Description of the task: Copy the lines below word for word, starting with the line that contains "Could you indicate the patterned" and continuing through the last line, with both ends included.
• • • • •
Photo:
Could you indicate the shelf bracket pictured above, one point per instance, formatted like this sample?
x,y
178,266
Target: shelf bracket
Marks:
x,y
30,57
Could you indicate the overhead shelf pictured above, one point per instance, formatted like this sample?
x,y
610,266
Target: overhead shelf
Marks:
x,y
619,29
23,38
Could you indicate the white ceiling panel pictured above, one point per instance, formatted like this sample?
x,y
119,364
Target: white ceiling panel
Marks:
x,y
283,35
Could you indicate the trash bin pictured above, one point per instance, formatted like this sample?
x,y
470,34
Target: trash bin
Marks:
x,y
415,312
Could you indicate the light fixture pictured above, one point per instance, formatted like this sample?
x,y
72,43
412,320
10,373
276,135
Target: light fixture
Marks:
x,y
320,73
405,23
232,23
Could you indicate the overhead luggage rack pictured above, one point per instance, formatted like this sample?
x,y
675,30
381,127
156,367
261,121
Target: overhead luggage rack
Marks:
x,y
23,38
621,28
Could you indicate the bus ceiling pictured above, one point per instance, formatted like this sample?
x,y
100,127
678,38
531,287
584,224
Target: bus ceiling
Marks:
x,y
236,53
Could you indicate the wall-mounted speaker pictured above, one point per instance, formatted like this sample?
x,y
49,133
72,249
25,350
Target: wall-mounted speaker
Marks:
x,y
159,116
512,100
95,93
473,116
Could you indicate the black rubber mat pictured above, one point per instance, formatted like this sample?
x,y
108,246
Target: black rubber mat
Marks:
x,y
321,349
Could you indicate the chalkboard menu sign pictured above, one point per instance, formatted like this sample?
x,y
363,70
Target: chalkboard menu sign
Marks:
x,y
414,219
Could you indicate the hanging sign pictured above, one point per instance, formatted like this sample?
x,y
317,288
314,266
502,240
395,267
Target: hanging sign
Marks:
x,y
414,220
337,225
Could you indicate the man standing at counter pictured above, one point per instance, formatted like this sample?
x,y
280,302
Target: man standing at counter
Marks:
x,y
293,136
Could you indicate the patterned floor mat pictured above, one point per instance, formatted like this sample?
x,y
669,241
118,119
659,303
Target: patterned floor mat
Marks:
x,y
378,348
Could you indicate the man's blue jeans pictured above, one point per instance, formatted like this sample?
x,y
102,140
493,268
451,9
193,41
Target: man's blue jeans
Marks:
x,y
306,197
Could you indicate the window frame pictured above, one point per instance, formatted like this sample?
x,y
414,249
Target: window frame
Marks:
• • • • •
Result for this exercise:
Could you indicate the patterned floor mat pictured above, one point per instance, formatted like this sample?
x,y
669,241
118,119
659,303
Target: patterned floor mat
Marks:
x,y
378,348
Could you indicate the man's blue jeans pictured above, one point per instance, formatted like this sample?
x,y
102,140
493,268
451,9
193,41
Target: man's blue jeans
Marks:
x,y
306,197
Could you indicate the window frame pictured above, one point per instance, formatted like this sample?
x,y
414,249
Target: window frame
Marks:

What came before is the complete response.